EXERCISE OBJECTIVE -> Beneath this line are the data; copy exactly the part of them that opens with the line containing "The goal in" and closes with the line containing "box: [331, 112, 452, 347]", and only that part.

Collected data ->
----

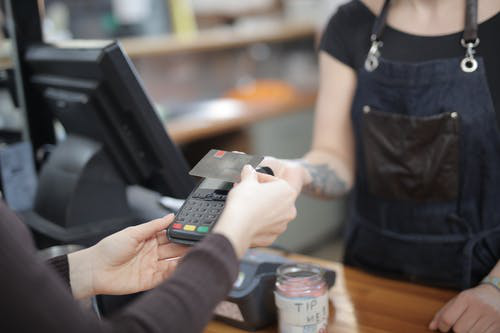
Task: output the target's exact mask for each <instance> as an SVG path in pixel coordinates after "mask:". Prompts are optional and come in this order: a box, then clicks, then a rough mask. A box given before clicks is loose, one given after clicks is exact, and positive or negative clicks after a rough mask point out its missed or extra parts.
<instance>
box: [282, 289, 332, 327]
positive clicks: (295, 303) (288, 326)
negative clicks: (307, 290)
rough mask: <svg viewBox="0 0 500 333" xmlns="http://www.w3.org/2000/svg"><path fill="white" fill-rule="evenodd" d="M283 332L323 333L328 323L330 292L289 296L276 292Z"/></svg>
mask: <svg viewBox="0 0 500 333" xmlns="http://www.w3.org/2000/svg"><path fill="white" fill-rule="evenodd" d="M274 295H275V300H276V306H277V307H278V313H279V321H280V332H281V333H322V332H326V328H327V325H328V293H325V294H324V295H322V296H318V297H305V298H287V297H283V296H282V295H279V294H278V293H276V292H275V293H274Z"/></svg>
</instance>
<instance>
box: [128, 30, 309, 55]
mask: <svg viewBox="0 0 500 333" xmlns="http://www.w3.org/2000/svg"><path fill="white" fill-rule="evenodd" d="M269 28H275V29H274V30H269V29H267V28H266V29H264V28H262V29H257V30H253V31H243V30H241V31H240V30H237V29H233V28H227V29H225V28H224V29H217V30H213V31H202V32H199V33H198V34H197V35H193V36H186V37H176V36H172V35H165V36H151V37H137V38H135V37H129V38H122V39H120V42H121V44H122V45H123V47H124V49H125V50H126V52H127V54H128V55H129V57H131V58H132V59H134V58H140V57H150V56H164V55H172V54H179V53H193V52H205V51H211V50H221V49H228V48H237V47H242V46H246V45H249V44H254V43H272V42H281V41H288V40H294V39H300V38H307V37H313V36H314V35H315V33H316V27H315V26H314V25H313V24H310V23H286V22H285V23H280V24H277V25H276V26H275V27H269Z"/></svg>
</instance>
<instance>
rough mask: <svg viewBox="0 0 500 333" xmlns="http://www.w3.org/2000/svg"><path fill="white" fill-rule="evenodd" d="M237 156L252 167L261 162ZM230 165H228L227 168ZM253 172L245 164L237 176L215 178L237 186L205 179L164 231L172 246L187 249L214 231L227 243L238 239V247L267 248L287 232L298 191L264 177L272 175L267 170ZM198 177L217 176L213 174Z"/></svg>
mask: <svg viewBox="0 0 500 333" xmlns="http://www.w3.org/2000/svg"><path fill="white" fill-rule="evenodd" d="M214 152H215V154H217V152H216V151H212V152H210V153H209V154H207V156H213V155H214ZM228 154H229V155H231V154H233V153H228ZM240 156H241V157H240ZM240 156H236V157H235V156H233V157H231V158H237V159H243V160H245V159H246V160H247V161H251V163H253V164H254V165H257V164H258V163H260V161H261V160H262V159H261V158H259V159H256V158H254V157H252V156H250V155H241V154H240ZM204 159H205V158H204ZM202 161H203V160H202ZM200 163H201V161H200ZM234 163H235V162H234V161H231V163H230V164H234ZM224 165H226V166H227V165H228V164H224ZM227 169H229V167H228V168H227ZM193 170H197V171H200V168H199V167H198V166H197V167H195V168H194V169H193ZM232 170H234V168H232ZM226 171H227V170H226ZM258 171H260V172H256V170H254V169H253V167H252V166H251V165H246V166H245V167H244V168H243V170H242V171H241V175H234V174H233V175H229V173H228V172H225V175H223V176H219V175H220V174H222V173H224V172H218V173H217V177H220V178H224V179H228V180H232V179H238V178H240V177H241V181H240V182H239V183H236V184H235V185H234V186H233V183H232V182H228V181H225V180H217V179H212V178H210V179H204V180H203V181H202V182H201V183H200V184H199V185H198V187H197V188H196V189H195V190H194V191H193V192H192V193H191V195H190V196H189V197H188V199H187V200H186V202H185V203H184V205H183V207H181V209H180V211H179V213H178V215H177V217H176V220H175V221H174V223H173V224H172V225H170V227H169V228H168V229H167V235H168V237H169V239H170V240H171V241H172V242H175V243H180V244H189V245H192V244H194V243H196V242H197V241H199V240H201V239H202V238H203V237H204V236H205V235H206V234H207V233H209V232H219V233H223V234H225V235H226V236H228V238H230V239H233V240H236V239H239V241H238V243H239V244H242V246H241V248H247V247H248V246H264V245H269V244H270V243H272V241H273V240H274V239H275V238H276V237H277V236H278V235H279V234H280V233H282V232H283V231H284V230H285V229H286V225H287V223H288V222H289V221H290V220H292V219H294V218H295V215H296V209H295V200H296V198H297V195H298V192H297V191H296V190H295V189H294V188H292V187H291V186H290V185H289V184H288V183H287V182H286V181H284V180H281V179H278V178H276V177H273V176H271V175H269V174H265V173H272V170H270V168H262V169H259V170H258ZM203 172H204V174H206V173H210V175H212V174H214V175H215V174H216V173H215V171H214V170H210V171H206V170H204V171H203ZM233 173H234V172H233ZM243 221H245V222H243ZM216 222H217V224H216ZM261 229H262V230H261ZM243 238H245V239H243ZM245 243H248V244H247V245H244V244H245ZM233 244H234V242H233ZM239 244H238V247H240V246H239ZM235 247H236V246H235Z"/></svg>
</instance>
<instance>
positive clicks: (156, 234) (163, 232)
mask: <svg viewBox="0 0 500 333" xmlns="http://www.w3.org/2000/svg"><path fill="white" fill-rule="evenodd" d="M156 241H157V242H158V245H162V244H167V243H170V241H169V240H168V237H167V233H166V232H165V230H162V231H160V232H157V233H156Z"/></svg>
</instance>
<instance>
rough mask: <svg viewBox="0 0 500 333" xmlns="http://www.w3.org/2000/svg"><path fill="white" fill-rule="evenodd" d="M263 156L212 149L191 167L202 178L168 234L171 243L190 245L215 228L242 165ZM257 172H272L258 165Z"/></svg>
mask: <svg viewBox="0 0 500 333" xmlns="http://www.w3.org/2000/svg"><path fill="white" fill-rule="evenodd" d="M262 160H263V157H258V156H251V155H247V154H243V153H235V152H226V151H222V150H214V149H213V150H211V151H209V152H208V153H207V154H206V155H205V157H203V158H202V159H201V160H200V162H198V164H197V165H196V166H195V167H194V168H193V170H191V172H190V174H191V175H195V176H199V177H205V178H204V179H203V180H202V181H201V182H200V183H199V185H198V186H197V187H196V188H195V190H193V191H192V192H191V194H190V195H189V197H188V198H187V200H186V201H185V203H184V204H183V206H182V207H181V209H180V210H179V212H178V214H177V216H176V220H175V221H174V223H173V224H172V225H171V226H170V227H169V228H168V230H167V235H168V237H169V239H170V240H171V241H172V242H174V243H179V244H187V245H193V244H195V243H196V242H198V241H199V240H201V239H202V238H203V237H205V236H206V234H208V233H209V232H210V231H211V230H212V229H213V227H214V225H215V223H216V222H217V220H218V219H219V217H220V215H221V214H222V211H223V210H224V207H225V203H226V199H227V196H228V193H229V191H230V190H231V189H232V187H233V184H234V183H237V182H239V181H240V180H241V175H240V173H241V170H242V168H243V166H244V165H245V164H247V163H248V164H249V165H250V166H251V167H252V166H254V167H255V166H257V165H258V164H259V163H260V162H261V161H262ZM257 171H258V172H260V173H265V174H268V175H273V171H272V169H271V168H268V167H267V168H259V169H257Z"/></svg>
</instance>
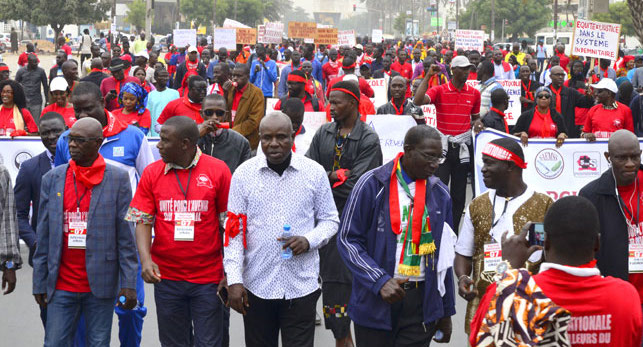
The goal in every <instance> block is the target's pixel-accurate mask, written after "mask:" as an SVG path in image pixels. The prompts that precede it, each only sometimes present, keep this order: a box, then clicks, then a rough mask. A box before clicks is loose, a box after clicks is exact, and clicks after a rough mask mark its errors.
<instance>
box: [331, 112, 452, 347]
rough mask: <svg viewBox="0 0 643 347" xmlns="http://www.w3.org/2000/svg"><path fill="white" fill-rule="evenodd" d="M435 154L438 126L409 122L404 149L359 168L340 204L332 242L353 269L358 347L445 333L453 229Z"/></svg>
mask: <svg viewBox="0 0 643 347" xmlns="http://www.w3.org/2000/svg"><path fill="white" fill-rule="evenodd" d="M441 159H442V145H441V142H440V135H439V134H438V132H437V131H436V130H435V129H434V128H431V127H428V126H426V125H418V126H415V127H413V128H411V129H410V130H409V131H408V132H407V134H406V136H405V138H404V153H400V154H399V155H398V156H397V158H396V159H395V160H393V161H391V162H389V163H387V164H385V165H383V166H381V167H379V168H377V169H374V170H371V171H369V172H367V173H366V174H364V175H363V176H362V177H361V178H360V180H359V181H358V182H357V184H356V185H355V188H354V189H353V191H352V193H351V195H350V197H349V200H348V203H347V204H346V206H345V208H344V214H343V215H342V220H341V225H340V230H339V235H338V237H337V246H338V249H339V253H340V255H341V257H342V259H343V260H344V262H345V263H346V266H348V268H349V269H350V270H351V272H352V273H353V289H352V293H351V300H350V304H349V305H348V307H349V309H348V314H349V316H350V318H351V319H352V320H353V321H354V322H355V337H356V342H357V346H358V347H360V346H369V347H372V346H398V345H400V344H404V345H418V346H419V345H423V346H424V345H425V344H426V343H427V342H428V341H430V340H431V338H432V337H433V336H436V339H435V341H436V342H444V343H446V342H449V340H450V338H451V330H452V327H451V316H452V315H454V314H455V292H454V285H453V273H452V268H451V265H452V259H453V257H454V256H455V255H454V252H453V246H454V245H455V234H454V233H453V231H452V230H451V223H452V215H451V198H450V197H449V191H448V189H447V187H446V186H445V185H444V184H443V183H442V182H440V180H439V179H438V178H436V177H434V176H433V174H434V173H435V171H436V170H437V168H438V166H439V163H440V160H441ZM438 331H439V332H440V333H439V334H437V335H436V332H438ZM438 335H441V336H438ZM427 345H428V344H427Z"/></svg>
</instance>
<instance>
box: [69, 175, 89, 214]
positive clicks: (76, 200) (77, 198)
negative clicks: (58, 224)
mask: <svg viewBox="0 0 643 347" xmlns="http://www.w3.org/2000/svg"><path fill="white" fill-rule="evenodd" d="M73 177H74V191H75V192H76V210H77V211H78V212H80V203H81V202H82V201H83V198H84V197H85V195H87V191H88V190H89V189H85V192H84V193H83V195H82V196H81V197H80V199H79V198H78V186H77V185H76V174H73Z"/></svg>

----

REPLY ->
The goal in every <instance> block is the target's pixel-accurate mask, written after "mask:" as an SVG path in image pixels. The prompts that precede it, each only sometimes present, keep this order: a box, then clicks, then a rough mask. A box before clicks is loose, a box after clicks is exact, and clicks after a rough mask mark its errors.
<instance>
box: [331, 112, 452, 347]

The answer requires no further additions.